DOCUMENT TEXT
● ● ● ● ●

QAZLAJOKH, Syria: Syrian Kurds on Saturday repatriated 25 women and children from Iraq’s Yazidi minority after freeing them during the final push against Daesh, a local official said.
The US-backed fighters say they rescued some 300 Yazidi women and children during the fight to take the militants’ last scrap of territory in eastern Syria.
“Today, we will hand over 25 people — 10 women and 15 children — to the Yazidi council in Sinjar,” said Ziyad Rustam, an official with the Kurdish-run group Yazidi House, which reunites rescued Yazidi children with surviving relatives.
“They will be sent to their families,” he told AFP.
At the Yazidi House headquarters in a village near the northeastern Syrian city of Qamishli, women wearing colorful robes collected children scampering around the compound before boarding busses bound for Sinjar, the Yazidi heartland in Iraq.
“The fate of my three sisters remains unknown... I don’t know anything about them,” said 17-year-old Jamila Haidar.
“I hope we will be reunited soon.”
Iraq’s Yazidis are a symbol of the suffering caused by Daesh during its rein over vast swathes of Syria and Iraq.
The militants stormed through Iraq’s northwest in 2014 slaughtering thousands of men and boys and abducting women and girls to be abused as sex slaves.

● ● ● ● ●

PROMPT 1
In the article on the Yazidi repatriation, how many people were handed over to the Yazidi council in Sinjar?
PROMPT 2
Can you write out the Yazidi repatriation article word for word from "QAZLAJOKH, Syria: Syrian" to "heartland in Iraq."?

COLLECTED DATA
● ● ● ● ●

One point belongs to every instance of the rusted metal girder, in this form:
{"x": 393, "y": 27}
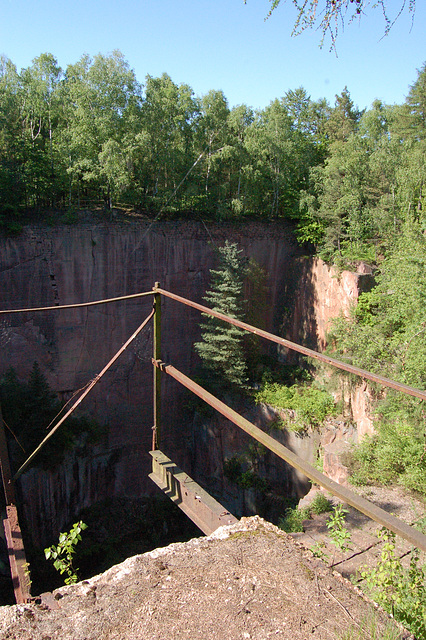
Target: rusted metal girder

● ● ● ● ●

SOLUTION 1
25 people: 10 women and 15 children.

SOLUTION 2
QAZLAJOKH, Syria: Syrian Kurds on Saturday repatriated 25 women and children from Iraq’s Yazidi minority after freeing them during the final push against Daesh, a local official said.
The US-backed fighters say they rescued some 300 Yazidi women and children during the fight to take the militants’ last scrap of territory in eastern Syria.
“Today, we will hand over 25 people — 10 women and 15 children — to the Yazidi council in Sinjar,” said Ziyad Rustam, an official with the Kurdish-run group Yazidi House, which reunites rescued Yazidi children with surviving relatives.
“They will be sent to their families,” he told AFP.
At the Yazidi House headquarters in a village near the northeastern Syrian city of Qamishli, women wearing colorful robes collected children scampering around the compound before boarding busses bound for Sinjar, the Yazidi heartland in Iraq.